→ Work request
Pick out every line in the data below that holds "green".

→ Available data

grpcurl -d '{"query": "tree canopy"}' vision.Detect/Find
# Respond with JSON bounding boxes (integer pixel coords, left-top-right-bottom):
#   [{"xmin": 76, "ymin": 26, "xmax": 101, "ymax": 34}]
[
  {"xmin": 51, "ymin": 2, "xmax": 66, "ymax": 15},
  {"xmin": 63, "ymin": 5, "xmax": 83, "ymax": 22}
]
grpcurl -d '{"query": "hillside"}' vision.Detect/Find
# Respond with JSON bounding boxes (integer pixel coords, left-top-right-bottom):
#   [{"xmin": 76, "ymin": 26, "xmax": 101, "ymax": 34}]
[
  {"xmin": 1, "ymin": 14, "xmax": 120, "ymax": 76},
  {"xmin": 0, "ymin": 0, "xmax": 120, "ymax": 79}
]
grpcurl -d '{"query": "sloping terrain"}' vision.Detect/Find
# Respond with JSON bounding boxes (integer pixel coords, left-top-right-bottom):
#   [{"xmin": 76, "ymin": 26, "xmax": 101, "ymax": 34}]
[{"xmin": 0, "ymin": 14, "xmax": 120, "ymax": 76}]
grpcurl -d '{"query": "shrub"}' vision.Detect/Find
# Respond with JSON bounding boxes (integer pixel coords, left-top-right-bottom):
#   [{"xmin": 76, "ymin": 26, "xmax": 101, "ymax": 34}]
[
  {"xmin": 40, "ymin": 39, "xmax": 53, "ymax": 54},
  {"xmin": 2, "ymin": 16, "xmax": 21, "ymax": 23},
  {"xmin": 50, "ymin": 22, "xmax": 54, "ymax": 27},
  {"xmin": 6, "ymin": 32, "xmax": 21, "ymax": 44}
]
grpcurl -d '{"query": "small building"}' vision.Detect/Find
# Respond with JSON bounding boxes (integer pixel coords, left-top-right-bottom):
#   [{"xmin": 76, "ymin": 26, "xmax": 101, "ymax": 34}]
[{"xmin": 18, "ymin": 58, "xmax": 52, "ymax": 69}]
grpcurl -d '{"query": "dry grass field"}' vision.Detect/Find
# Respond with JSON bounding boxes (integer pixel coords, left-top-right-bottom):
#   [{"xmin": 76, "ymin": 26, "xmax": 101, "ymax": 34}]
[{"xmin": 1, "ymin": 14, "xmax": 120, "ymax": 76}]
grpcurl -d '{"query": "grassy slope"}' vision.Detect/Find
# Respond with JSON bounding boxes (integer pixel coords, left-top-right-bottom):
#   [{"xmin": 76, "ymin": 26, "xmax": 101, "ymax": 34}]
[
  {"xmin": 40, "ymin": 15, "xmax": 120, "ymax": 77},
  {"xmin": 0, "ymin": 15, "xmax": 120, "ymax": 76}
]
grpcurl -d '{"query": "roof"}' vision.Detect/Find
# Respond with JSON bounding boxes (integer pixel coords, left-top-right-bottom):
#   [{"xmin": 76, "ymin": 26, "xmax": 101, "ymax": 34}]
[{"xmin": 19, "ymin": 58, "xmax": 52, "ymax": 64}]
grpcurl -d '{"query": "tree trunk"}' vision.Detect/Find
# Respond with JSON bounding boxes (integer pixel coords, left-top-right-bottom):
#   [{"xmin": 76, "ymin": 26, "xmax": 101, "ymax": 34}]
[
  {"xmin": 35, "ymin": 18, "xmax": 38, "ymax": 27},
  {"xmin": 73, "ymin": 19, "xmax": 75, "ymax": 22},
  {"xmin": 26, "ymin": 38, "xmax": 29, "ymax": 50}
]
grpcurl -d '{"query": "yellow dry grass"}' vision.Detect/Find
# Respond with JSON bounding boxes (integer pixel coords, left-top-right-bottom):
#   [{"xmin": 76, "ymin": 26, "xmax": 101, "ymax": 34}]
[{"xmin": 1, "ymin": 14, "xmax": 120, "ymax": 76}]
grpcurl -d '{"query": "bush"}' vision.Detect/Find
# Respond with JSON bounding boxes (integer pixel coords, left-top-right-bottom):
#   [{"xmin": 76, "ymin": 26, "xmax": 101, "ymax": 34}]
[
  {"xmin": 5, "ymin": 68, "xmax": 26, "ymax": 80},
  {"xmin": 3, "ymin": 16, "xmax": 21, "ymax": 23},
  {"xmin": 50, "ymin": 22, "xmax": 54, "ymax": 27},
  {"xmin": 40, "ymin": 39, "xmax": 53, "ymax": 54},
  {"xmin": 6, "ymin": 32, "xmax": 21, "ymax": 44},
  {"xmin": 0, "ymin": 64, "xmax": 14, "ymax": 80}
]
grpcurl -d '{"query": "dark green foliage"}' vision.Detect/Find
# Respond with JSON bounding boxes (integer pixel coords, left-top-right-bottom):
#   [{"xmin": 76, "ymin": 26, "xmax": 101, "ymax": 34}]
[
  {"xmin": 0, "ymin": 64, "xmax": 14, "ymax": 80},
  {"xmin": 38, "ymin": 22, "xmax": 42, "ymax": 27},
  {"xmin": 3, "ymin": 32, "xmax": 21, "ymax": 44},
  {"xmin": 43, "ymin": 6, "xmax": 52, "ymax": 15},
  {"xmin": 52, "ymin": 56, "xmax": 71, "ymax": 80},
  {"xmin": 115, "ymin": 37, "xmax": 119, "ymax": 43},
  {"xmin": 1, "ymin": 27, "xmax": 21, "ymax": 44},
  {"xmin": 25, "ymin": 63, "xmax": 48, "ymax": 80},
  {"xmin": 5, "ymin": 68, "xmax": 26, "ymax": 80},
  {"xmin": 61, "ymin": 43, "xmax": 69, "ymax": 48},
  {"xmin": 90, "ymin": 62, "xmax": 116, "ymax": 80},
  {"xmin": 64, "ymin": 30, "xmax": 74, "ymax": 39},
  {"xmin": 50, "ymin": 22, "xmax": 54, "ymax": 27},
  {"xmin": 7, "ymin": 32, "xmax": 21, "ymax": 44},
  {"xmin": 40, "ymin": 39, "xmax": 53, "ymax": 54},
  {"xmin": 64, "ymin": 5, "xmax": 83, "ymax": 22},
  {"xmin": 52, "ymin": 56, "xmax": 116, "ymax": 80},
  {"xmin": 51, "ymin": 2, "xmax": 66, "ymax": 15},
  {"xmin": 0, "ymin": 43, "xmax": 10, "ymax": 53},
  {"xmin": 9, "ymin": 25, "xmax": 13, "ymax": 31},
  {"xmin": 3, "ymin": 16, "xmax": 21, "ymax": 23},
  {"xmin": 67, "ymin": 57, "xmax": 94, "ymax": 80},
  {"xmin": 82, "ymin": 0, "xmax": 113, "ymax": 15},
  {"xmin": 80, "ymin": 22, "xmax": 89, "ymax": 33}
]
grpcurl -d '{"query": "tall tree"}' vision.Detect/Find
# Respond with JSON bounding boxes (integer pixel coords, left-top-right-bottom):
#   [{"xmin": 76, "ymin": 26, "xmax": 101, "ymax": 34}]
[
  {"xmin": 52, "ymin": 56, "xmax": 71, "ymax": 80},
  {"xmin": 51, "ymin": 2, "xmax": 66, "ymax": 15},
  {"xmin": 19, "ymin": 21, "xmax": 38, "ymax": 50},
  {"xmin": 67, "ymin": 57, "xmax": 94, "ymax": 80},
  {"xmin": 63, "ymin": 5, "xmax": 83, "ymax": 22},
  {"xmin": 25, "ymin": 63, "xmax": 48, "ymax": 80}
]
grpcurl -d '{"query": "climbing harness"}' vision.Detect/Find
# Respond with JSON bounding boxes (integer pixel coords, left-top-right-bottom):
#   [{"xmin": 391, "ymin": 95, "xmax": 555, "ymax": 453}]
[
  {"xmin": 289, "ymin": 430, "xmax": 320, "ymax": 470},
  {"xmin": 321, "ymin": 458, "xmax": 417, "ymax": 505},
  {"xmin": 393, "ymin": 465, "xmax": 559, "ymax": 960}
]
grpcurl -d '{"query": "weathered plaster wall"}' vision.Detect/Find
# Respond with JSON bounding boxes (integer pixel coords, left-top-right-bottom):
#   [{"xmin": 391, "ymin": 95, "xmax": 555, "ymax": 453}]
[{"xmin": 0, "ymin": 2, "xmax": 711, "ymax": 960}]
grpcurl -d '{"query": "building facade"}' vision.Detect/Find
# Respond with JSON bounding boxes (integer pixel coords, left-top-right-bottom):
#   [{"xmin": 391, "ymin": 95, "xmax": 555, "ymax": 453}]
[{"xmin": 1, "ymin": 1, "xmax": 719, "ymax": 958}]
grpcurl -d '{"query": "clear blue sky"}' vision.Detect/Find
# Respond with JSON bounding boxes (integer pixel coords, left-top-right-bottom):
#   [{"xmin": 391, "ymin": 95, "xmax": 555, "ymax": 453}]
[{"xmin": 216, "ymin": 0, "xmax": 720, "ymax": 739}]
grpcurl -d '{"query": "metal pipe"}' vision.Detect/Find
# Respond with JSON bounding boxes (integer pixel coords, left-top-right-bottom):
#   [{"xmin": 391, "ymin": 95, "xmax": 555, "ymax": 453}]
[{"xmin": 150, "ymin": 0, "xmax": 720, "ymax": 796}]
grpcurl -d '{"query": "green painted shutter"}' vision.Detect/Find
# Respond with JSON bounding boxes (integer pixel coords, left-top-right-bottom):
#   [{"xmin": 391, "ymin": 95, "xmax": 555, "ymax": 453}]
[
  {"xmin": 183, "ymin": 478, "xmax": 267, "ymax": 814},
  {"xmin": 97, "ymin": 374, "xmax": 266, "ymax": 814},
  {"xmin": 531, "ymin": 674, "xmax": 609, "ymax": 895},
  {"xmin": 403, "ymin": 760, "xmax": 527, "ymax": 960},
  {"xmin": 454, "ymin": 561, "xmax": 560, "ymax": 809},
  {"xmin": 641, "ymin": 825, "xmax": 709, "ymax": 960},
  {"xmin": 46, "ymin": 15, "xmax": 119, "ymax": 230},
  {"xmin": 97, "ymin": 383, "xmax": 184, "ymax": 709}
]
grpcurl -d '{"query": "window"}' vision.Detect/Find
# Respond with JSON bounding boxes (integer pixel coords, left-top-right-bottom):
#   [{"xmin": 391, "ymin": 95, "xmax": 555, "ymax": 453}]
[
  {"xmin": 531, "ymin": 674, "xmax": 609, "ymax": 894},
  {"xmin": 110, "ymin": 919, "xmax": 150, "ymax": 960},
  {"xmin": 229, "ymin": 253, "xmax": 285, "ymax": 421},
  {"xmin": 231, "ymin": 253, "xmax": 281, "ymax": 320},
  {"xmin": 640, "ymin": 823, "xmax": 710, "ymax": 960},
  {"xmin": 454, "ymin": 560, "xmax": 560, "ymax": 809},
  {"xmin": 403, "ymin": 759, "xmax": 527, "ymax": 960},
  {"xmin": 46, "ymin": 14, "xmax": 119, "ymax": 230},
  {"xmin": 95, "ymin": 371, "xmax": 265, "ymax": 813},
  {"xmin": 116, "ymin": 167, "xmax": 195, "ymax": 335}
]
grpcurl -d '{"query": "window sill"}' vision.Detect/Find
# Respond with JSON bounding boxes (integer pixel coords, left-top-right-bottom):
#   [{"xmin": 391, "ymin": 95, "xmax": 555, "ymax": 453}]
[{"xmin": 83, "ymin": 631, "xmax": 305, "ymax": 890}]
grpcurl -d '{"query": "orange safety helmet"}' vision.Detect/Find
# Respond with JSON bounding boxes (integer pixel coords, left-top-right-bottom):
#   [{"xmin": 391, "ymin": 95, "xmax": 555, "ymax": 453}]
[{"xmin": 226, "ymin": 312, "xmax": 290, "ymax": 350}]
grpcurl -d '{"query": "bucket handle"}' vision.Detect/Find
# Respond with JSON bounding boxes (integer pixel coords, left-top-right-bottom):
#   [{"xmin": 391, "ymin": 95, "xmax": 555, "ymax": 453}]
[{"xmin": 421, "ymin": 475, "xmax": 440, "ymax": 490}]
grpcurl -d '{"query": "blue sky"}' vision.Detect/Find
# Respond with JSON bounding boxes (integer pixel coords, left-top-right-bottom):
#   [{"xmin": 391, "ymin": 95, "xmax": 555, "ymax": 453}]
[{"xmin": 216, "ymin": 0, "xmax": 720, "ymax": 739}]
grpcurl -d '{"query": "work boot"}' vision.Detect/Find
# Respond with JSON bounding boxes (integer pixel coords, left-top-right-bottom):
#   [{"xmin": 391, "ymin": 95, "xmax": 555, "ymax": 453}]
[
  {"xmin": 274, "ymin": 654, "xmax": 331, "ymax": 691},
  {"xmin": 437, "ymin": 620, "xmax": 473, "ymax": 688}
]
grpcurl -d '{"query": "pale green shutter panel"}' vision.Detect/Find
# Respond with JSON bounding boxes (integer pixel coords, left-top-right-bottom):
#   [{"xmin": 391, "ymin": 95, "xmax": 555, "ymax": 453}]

→ Result below
grpcurl -d '{"query": "dark green foliage"}' vision.Detect/Find
grpcurl -d '{"query": "green painted shutter"}' vision.Detect/Find
grpcurl -d '{"query": "pale green shutter panel"}' vision.Detect/Find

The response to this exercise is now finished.